Aufgabe:
Stimmen die Aussagen (a), (b) und (c) mit dem Text über Unternehmensanleihen überein? Antworten Sie jeweils mit Ja oder Nein und zitieren Sie die Wörter des Textes, die das zeigen. (a) Pfizer und BIoNTech haben als erste Arzneimittelhersteller glaubwürdige positive Ergebnisse ihrer COVID-19-Studien gemeldet. (b) Der Impfstoff verhindert laut Text mit Sicherheit alle Infektionen. (c) Vor der Ankündigung des Impfstoffs war das Umfeld für Unternehmensanleihen unfreundlich.

Das ohnehin schon freundliche Umfeld für Unternehmensanleihen entwickelter Märkte ist mit der Ankündigung eines potentiellen COVID-19-Impfstoffs noch freundlicher geworden. Pfizer und BIoNTech sind die ersten Arzneimittelhersteller, die glaubwürdige positive Ergebnisse ihrer COVID-19-Studien vermelden können. Es scheint, als könnte ihr Impfstoff 90% der Infektionen verhindern. Die Anlageklasse der Unternehmensanleihen dürfte davon besonders profitieren, da zum jetzigen Zeitpunkt die Erholungsphase des Kreditzyklus im Jahr 2021 eine sichere Sache zu sei scheint.

Quellenangaben:
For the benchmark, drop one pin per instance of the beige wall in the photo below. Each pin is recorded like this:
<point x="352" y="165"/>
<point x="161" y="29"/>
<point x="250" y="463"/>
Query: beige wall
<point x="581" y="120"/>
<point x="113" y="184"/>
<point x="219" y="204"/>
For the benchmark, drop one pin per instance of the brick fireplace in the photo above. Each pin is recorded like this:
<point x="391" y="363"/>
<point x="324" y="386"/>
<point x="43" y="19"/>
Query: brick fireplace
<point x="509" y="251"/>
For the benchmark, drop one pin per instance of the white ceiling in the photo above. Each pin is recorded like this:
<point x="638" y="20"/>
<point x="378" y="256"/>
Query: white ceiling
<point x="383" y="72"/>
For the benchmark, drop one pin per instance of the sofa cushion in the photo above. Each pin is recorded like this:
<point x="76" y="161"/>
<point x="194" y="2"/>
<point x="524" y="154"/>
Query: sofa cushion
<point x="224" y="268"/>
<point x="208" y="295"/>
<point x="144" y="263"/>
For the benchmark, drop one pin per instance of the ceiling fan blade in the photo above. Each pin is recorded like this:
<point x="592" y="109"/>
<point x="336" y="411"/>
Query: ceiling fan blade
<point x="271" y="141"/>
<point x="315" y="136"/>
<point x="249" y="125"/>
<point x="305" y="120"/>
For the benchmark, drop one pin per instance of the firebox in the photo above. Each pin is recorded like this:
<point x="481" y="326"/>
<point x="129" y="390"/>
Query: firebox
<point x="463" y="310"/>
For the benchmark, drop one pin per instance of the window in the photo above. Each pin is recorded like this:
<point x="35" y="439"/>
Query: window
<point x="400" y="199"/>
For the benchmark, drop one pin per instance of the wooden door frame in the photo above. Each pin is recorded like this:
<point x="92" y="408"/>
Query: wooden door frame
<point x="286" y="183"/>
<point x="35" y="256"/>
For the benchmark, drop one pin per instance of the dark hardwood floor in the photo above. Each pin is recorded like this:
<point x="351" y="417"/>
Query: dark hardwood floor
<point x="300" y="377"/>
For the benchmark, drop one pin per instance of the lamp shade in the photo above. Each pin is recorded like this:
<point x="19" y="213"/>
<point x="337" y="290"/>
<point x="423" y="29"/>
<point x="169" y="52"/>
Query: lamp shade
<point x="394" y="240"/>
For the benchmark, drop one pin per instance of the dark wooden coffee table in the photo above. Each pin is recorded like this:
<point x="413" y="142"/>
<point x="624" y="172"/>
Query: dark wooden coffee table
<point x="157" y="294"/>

--

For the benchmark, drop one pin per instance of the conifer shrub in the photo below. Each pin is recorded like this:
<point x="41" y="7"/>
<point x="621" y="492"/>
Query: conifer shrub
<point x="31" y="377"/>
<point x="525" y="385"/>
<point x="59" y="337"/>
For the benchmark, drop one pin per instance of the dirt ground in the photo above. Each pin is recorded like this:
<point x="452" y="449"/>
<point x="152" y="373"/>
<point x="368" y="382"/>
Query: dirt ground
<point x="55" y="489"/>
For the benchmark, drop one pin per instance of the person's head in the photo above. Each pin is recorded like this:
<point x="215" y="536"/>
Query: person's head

Antwort:
(a) Ja: „Pfizer und BIoNTech sind die ersten Arzneimittelhersteller, die glaubwürdige positive Ergebnisse ihrer COVID-19-Studien vermelden können.“
(b) Nein: „Es scheint, als könnte ihr Impfstoff 90% der Infektionen verhindern.“
(c) Nein: „Das ohnehin schon freundliche Umfeld für Unternehmensanleihen“